Excerpts from a dataset on object pointing
_ _ _ _

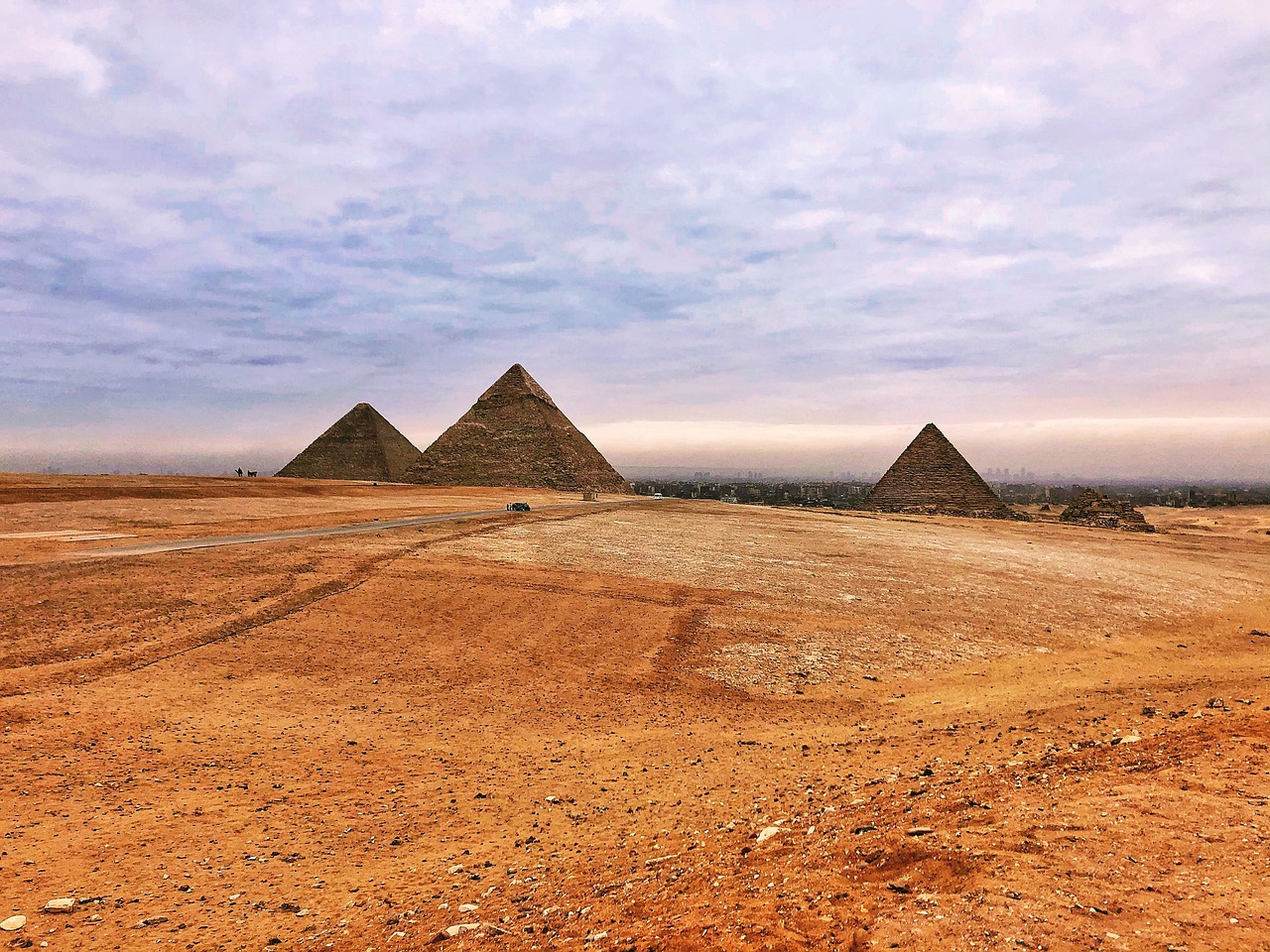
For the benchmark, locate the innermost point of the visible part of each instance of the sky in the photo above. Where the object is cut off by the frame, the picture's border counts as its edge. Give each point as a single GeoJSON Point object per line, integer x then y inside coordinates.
{"type": "Point", "coordinates": [753, 234]}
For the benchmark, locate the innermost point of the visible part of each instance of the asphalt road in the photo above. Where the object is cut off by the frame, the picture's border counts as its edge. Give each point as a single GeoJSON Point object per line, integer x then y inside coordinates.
{"type": "Point", "coordinates": [350, 530]}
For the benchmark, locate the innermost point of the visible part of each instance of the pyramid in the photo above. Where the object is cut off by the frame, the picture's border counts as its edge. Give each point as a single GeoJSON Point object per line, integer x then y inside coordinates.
{"type": "Point", "coordinates": [516, 435]}
{"type": "Point", "coordinates": [1092, 508]}
{"type": "Point", "coordinates": [933, 477]}
{"type": "Point", "coordinates": [359, 445]}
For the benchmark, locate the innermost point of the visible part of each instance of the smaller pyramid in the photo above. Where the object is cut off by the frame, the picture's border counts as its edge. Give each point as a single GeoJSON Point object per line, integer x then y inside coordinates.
{"type": "Point", "coordinates": [933, 477]}
{"type": "Point", "coordinates": [516, 435]}
{"type": "Point", "coordinates": [359, 445]}
{"type": "Point", "coordinates": [1092, 508]}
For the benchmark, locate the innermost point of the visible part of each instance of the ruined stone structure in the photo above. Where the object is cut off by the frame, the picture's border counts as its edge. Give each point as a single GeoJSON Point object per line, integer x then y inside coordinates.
{"type": "Point", "coordinates": [516, 435]}
{"type": "Point", "coordinates": [359, 445]}
{"type": "Point", "coordinates": [1092, 508]}
{"type": "Point", "coordinates": [933, 477]}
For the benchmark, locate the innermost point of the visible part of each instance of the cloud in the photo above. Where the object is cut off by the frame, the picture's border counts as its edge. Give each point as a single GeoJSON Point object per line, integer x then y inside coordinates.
{"type": "Point", "coordinates": [749, 211]}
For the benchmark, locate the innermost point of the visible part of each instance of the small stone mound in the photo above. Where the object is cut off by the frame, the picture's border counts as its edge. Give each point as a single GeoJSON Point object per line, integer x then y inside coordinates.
{"type": "Point", "coordinates": [1092, 508]}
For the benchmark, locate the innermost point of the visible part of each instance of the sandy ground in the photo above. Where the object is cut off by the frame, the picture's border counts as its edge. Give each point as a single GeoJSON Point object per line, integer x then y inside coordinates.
{"type": "Point", "coordinates": [667, 726]}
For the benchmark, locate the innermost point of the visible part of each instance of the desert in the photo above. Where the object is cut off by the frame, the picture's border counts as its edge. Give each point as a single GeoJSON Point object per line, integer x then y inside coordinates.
{"type": "Point", "coordinates": [625, 724]}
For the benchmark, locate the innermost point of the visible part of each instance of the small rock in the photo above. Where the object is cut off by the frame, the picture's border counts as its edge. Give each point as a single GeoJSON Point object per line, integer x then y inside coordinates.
{"type": "Point", "coordinates": [766, 834]}
{"type": "Point", "coordinates": [452, 930]}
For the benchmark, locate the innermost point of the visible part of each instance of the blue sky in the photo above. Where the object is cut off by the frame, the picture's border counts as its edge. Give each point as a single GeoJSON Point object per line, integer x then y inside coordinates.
{"type": "Point", "coordinates": [821, 223]}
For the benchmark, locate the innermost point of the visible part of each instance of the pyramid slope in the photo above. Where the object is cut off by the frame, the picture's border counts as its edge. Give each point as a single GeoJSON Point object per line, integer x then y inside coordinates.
{"type": "Point", "coordinates": [359, 445]}
{"type": "Point", "coordinates": [516, 435]}
{"type": "Point", "coordinates": [931, 476]}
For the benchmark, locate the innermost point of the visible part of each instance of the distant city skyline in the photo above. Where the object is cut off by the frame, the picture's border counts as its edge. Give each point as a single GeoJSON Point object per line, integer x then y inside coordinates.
{"type": "Point", "coordinates": [761, 235]}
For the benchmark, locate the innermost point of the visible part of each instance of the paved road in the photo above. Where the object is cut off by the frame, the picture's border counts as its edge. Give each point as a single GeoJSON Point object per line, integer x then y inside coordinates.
{"type": "Point", "coordinates": [380, 526]}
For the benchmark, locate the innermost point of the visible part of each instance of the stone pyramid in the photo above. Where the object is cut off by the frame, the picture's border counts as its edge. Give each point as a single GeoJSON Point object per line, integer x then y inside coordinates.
{"type": "Point", "coordinates": [359, 445]}
{"type": "Point", "coordinates": [933, 477]}
{"type": "Point", "coordinates": [1092, 508]}
{"type": "Point", "coordinates": [516, 435]}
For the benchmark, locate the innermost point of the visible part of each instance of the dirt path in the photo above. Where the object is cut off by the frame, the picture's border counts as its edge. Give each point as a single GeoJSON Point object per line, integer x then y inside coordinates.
{"type": "Point", "coordinates": [320, 532]}
{"type": "Point", "coordinates": [674, 728]}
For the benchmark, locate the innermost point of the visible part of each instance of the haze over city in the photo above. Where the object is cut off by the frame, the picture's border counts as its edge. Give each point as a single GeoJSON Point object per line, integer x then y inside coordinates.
{"type": "Point", "coordinates": [748, 235]}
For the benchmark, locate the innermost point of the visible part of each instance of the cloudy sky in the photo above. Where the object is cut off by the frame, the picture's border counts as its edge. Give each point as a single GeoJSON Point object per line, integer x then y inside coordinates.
{"type": "Point", "coordinates": [747, 232]}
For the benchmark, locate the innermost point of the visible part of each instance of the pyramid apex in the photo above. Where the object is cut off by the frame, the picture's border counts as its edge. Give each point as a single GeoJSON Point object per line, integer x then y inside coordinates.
{"type": "Point", "coordinates": [516, 381]}
{"type": "Point", "coordinates": [359, 445]}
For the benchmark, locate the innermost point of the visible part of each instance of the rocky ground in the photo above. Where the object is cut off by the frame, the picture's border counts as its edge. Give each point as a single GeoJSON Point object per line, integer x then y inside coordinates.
{"type": "Point", "coordinates": [663, 725]}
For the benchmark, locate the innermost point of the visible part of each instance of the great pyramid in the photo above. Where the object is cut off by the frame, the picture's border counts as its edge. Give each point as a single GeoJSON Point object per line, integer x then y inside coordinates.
{"type": "Point", "coordinates": [933, 477]}
{"type": "Point", "coordinates": [1092, 508]}
{"type": "Point", "coordinates": [516, 435]}
{"type": "Point", "coordinates": [359, 445]}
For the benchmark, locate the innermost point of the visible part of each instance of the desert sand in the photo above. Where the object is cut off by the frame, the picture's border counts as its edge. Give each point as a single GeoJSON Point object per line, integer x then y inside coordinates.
{"type": "Point", "coordinates": [653, 725]}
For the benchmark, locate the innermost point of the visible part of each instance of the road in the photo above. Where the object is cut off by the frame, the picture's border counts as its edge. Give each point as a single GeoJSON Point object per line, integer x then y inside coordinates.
{"type": "Point", "coordinates": [350, 530]}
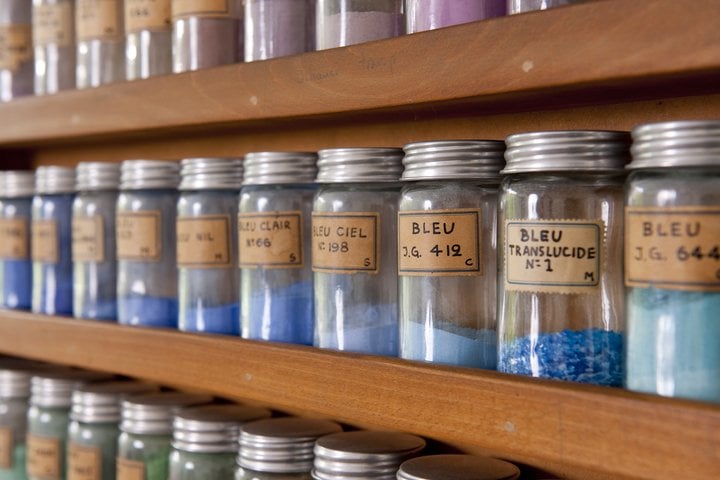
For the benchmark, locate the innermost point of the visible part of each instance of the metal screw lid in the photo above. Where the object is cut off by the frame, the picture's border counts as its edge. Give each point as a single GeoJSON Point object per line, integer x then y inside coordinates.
{"type": "Point", "coordinates": [363, 455]}
{"type": "Point", "coordinates": [282, 445]}
{"type": "Point", "coordinates": [359, 165]}
{"type": "Point", "coordinates": [567, 151]}
{"type": "Point", "coordinates": [687, 143]}
{"type": "Point", "coordinates": [267, 168]}
{"type": "Point", "coordinates": [457, 467]}
{"type": "Point", "coordinates": [454, 159]}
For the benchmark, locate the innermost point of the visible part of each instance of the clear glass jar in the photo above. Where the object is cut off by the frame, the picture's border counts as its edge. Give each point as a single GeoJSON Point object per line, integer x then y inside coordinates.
{"type": "Point", "coordinates": [208, 274]}
{"type": "Point", "coordinates": [16, 51]}
{"type": "Point", "coordinates": [276, 28]}
{"type": "Point", "coordinates": [561, 233]}
{"type": "Point", "coordinates": [276, 297]}
{"type": "Point", "coordinates": [145, 236]}
{"type": "Point", "coordinates": [51, 242]}
{"type": "Point", "coordinates": [354, 250]}
{"type": "Point", "coordinates": [53, 34]}
{"type": "Point", "coordinates": [93, 242]}
{"type": "Point", "coordinates": [340, 23]}
{"type": "Point", "coordinates": [16, 191]}
{"type": "Point", "coordinates": [100, 42]}
{"type": "Point", "coordinates": [672, 257]}
{"type": "Point", "coordinates": [447, 229]}
{"type": "Point", "coordinates": [206, 34]}
{"type": "Point", "coordinates": [148, 38]}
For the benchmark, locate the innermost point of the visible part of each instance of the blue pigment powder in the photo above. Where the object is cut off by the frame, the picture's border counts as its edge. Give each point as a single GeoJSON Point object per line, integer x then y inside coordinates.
{"type": "Point", "coordinates": [587, 356]}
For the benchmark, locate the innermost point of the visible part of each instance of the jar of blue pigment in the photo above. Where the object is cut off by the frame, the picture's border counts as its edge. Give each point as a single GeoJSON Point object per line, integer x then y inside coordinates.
{"type": "Point", "coordinates": [208, 275]}
{"type": "Point", "coordinates": [275, 252]}
{"type": "Point", "coordinates": [354, 250]}
{"type": "Point", "coordinates": [145, 236]}
{"type": "Point", "coordinates": [447, 256]}
{"type": "Point", "coordinates": [560, 232]}
{"type": "Point", "coordinates": [672, 260]}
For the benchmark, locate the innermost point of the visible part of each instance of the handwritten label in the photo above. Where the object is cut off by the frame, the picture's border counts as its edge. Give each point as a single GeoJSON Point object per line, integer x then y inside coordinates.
{"type": "Point", "coordinates": [138, 235]}
{"type": "Point", "coordinates": [677, 248]}
{"type": "Point", "coordinates": [440, 243]}
{"type": "Point", "coordinates": [553, 256]}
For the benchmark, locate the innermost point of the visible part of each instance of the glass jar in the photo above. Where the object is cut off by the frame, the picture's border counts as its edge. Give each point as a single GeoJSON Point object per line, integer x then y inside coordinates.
{"type": "Point", "coordinates": [276, 28]}
{"type": "Point", "coordinates": [145, 236]}
{"type": "Point", "coordinates": [340, 23]}
{"type": "Point", "coordinates": [363, 454]}
{"type": "Point", "coordinates": [447, 226]}
{"type": "Point", "coordinates": [208, 274]}
{"type": "Point", "coordinates": [561, 232]}
{"type": "Point", "coordinates": [146, 433]}
{"type": "Point", "coordinates": [280, 448]}
{"type": "Point", "coordinates": [16, 191]}
{"type": "Point", "coordinates": [671, 260]}
{"type": "Point", "coordinates": [424, 15]}
{"type": "Point", "coordinates": [100, 42]}
{"type": "Point", "coordinates": [148, 38]}
{"type": "Point", "coordinates": [276, 299]}
{"type": "Point", "coordinates": [206, 34]}
{"type": "Point", "coordinates": [205, 440]}
{"type": "Point", "coordinates": [53, 34]}
{"type": "Point", "coordinates": [93, 241]}
{"type": "Point", "coordinates": [16, 52]}
{"type": "Point", "coordinates": [51, 242]}
{"type": "Point", "coordinates": [354, 250]}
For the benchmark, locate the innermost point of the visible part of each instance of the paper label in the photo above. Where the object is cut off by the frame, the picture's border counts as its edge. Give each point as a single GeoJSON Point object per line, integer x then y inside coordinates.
{"type": "Point", "coordinates": [14, 239]}
{"type": "Point", "coordinates": [45, 241]}
{"type": "Point", "coordinates": [147, 15]}
{"type": "Point", "coordinates": [677, 248]}
{"type": "Point", "coordinates": [138, 235]}
{"type": "Point", "coordinates": [15, 46]}
{"type": "Point", "coordinates": [345, 242]}
{"type": "Point", "coordinates": [439, 243]}
{"type": "Point", "coordinates": [553, 256]}
{"type": "Point", "coordinates": [43, 457]}
{"type": "Point", "coordinates": [270, 240]}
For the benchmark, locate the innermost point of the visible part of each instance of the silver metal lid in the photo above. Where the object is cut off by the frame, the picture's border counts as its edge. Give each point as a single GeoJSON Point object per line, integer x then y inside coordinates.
{"type": "Point", "coordinates": [267, 168]}
{"type": "Point", "coordinates": [454, 159]}
{"type": "Point", "coordinates": [457, 467]}
{"type": "Point", "coordinates": [688, 143]}
{"type": "Point", "coordinates": [282, 445]}
{"type": "Point", "coordinates": [211, 174]}
{"type": "Point", "coordinates": [153, 413]}
{"type": "Point", "coordinates": [53, 180]}
{"type": "Point", "coordinates": [149, 174]}
{"type": "Point", "coordinates": [363, 455]}
{"type": "Point", "coordinates": [567, 151]}
{"type": "Point", "coordinates": [359, 165]}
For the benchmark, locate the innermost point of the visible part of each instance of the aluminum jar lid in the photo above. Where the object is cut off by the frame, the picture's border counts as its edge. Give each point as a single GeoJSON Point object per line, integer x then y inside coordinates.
{"type": "Point", "coordinates": [567, 151]}
{"type": "Point", "coordinates": [457, 467]}
{"type": "Point", "coordinates": [268, 168]}
{"type": "Point", "coordinates": [688, 143]}
{"type": "Point", "coordinates": [359, 165]}
{"type": "Point", "coordinates": [212, 428]}
{"type": "Point", "coordinates": [363, 455]}
{"type": "Point", "coordinates": [454, 159]}
{"type": "Point", "coordinates": [282, 445]}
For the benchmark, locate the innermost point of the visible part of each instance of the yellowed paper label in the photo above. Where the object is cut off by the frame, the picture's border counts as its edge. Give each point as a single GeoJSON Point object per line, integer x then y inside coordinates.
{"type": "Point", "coordinates": [138, 235]}
{"type": "Point", "coordinates": [439, 243]}
{"type": "Point", "coordinates": [553, 256]}
{"type": "Point", "coordinates": [43, 457]}
{"type": "Point", "coordinates": [676, 248]}
{"type": "Point", "coordinates": [346, 242]}
{"type": "Point", "coordinates": [271, 240]}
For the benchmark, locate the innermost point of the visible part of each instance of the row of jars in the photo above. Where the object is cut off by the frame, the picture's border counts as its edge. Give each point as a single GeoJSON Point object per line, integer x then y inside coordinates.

_ _ _ _

(Directions for this task) Find each line in the data above that contains the word "slope" and copy those lines in full.

(Response to the task)
For the benchmark, locate the innermost point of the visible part of each instance of the pyramid slope in the photo above. Where the object is cut off by the frame, the picture's border counts as its edge. Give each point as a single GeoJSON Point object per line, integer x then y inside coordinates.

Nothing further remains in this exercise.